Record excerpts ▸
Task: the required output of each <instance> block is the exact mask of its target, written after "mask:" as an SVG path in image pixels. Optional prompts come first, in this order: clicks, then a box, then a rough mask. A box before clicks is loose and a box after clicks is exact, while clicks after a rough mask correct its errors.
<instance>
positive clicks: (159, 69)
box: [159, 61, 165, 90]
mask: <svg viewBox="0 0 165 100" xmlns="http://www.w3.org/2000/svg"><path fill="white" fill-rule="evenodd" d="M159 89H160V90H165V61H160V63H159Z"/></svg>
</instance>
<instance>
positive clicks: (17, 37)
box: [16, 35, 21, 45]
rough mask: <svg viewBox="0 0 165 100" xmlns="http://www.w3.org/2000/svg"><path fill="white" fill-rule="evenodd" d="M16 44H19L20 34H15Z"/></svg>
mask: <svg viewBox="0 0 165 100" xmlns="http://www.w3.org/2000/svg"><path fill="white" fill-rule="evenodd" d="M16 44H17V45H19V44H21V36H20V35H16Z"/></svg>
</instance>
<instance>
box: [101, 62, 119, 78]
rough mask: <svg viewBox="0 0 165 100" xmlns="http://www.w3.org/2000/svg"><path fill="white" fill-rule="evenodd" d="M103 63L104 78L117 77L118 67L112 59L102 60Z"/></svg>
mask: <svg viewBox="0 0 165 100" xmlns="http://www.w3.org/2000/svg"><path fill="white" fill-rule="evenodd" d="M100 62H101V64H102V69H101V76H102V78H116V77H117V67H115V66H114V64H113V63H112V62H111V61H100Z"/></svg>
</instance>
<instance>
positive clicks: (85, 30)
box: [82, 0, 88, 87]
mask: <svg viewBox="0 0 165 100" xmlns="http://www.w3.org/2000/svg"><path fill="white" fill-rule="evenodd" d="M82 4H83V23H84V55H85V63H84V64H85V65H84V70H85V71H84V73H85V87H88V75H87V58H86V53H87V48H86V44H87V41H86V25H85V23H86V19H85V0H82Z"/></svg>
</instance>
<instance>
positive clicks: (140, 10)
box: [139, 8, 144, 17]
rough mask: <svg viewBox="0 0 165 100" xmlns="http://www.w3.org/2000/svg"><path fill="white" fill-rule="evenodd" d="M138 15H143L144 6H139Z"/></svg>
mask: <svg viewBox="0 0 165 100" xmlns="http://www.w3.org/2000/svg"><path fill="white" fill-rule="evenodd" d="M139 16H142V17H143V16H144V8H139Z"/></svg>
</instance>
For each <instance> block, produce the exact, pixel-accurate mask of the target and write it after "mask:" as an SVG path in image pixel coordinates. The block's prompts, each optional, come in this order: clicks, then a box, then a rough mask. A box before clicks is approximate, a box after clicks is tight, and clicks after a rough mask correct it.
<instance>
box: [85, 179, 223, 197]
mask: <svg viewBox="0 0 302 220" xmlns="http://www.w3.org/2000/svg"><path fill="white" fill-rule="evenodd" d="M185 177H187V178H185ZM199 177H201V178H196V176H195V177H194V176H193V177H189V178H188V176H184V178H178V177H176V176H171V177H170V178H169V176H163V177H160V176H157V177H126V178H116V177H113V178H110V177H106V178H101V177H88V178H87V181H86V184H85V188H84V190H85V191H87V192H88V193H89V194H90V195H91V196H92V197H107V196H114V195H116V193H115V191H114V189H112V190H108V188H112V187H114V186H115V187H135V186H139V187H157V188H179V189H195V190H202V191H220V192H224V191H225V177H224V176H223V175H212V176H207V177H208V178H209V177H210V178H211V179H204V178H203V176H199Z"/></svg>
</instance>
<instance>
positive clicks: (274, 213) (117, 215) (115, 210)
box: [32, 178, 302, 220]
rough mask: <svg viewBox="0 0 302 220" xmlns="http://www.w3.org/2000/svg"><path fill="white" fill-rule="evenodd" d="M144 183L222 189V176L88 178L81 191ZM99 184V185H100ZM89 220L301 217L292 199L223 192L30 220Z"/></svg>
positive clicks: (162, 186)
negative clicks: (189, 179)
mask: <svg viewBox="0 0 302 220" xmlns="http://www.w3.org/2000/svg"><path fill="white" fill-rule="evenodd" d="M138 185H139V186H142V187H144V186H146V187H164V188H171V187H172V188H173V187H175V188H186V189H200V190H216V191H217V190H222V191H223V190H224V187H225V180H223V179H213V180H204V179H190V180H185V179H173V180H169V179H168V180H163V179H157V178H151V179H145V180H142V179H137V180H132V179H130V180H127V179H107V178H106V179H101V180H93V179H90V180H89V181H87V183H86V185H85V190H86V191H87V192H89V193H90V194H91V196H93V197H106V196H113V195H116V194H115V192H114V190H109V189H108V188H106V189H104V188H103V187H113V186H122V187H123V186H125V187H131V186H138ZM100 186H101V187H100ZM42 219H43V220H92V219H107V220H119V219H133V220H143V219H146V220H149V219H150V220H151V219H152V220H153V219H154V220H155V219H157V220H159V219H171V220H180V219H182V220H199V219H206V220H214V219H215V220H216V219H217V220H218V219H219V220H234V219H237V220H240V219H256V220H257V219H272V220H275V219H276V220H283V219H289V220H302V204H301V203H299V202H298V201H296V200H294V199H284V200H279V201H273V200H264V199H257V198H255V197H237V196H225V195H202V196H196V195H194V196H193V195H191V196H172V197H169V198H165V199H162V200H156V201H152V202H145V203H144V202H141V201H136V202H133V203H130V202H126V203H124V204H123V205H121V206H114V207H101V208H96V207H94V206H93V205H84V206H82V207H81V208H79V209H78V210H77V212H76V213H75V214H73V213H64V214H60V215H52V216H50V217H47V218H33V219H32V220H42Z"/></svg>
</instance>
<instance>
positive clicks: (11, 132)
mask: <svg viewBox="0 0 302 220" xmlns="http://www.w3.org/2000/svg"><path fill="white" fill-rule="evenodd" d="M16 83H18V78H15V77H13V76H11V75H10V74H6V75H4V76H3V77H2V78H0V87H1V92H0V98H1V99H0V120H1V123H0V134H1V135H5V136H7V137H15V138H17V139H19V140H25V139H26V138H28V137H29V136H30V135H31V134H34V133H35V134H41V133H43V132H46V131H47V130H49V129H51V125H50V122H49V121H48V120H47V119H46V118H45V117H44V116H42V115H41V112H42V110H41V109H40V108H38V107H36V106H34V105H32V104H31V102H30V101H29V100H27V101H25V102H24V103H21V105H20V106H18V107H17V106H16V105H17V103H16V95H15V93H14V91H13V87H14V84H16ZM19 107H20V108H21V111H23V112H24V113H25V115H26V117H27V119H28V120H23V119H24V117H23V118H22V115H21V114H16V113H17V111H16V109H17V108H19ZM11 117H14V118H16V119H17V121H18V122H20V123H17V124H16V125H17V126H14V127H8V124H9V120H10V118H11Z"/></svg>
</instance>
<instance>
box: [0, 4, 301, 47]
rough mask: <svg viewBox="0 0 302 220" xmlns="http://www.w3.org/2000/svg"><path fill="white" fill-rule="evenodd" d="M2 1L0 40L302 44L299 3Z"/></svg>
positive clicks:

Exercise goal ▸ Quote the stretch of the records from the start through the line that contains "box: [159, 61, 165, 90]", both ends included, keeping every line exactly.

Result for this exercise ▸
Task: the required output of each <instance> block is the exact mask of its target, written after "mask:" as an SVG path in image pixels. Optional prompts come first, in this order: clicks, then a box, then a rough mask. A box before clicks is loose and a box after clicks is exact, while clicks after a rough mask correct its errors.
<instance>
positive clicks: (159, 69)
box: [159, 61, 165, 90]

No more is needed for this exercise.